DATA SHOWN:
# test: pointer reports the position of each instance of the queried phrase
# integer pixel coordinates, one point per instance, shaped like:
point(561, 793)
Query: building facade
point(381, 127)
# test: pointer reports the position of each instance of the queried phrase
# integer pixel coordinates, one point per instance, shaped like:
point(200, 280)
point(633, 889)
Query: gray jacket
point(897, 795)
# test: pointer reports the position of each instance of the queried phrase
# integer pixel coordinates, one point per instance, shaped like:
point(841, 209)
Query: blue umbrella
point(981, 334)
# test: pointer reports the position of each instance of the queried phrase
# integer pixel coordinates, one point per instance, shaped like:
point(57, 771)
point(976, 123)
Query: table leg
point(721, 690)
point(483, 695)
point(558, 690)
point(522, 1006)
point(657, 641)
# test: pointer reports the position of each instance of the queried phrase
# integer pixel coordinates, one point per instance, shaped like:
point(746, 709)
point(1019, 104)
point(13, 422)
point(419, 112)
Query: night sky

WHAT THE TASK REQUIRES: Copy the material above line for line, changing nothing.

TASK OUTPUT:
# test: pointer reports the position of each instance of the queried phrase
# integer pixel coordinates, one point per instance, shaped like:
point(561, 793)
Query: building facade
point(381, 127)
# test: pointer reports the position of each instance of the queried phrase
# integer pixel coordinates, one point per instance, shaped like:
point(200, 280)
point(633, 889)
Query: gray jacket
point(897, 795)
# test: pointer reports the position of each instance of the queried phrase
# integer pixel coordinates, one point per instance, shaped like:
point(841, 209)
Query: blue umbrella
point(981, 334)
# test: pointer reports the position of each instance of the queried phrase
# integer pixel coordinates, one point per instance, shaped like:
point(57, 771)
point(976, 123)
Query: table leg
point(721, 690)
point(483, 695)
point(558, 690)
point(522, 1006)
point(657, 641)
# test: pointer reports the position of each instance of the queried phrase
# integer pixel coordinates, one point per instance, shaped like:
point(746, 709)
point(1019, 104)
point(13, 422)
point(419, 112)
Query: night sky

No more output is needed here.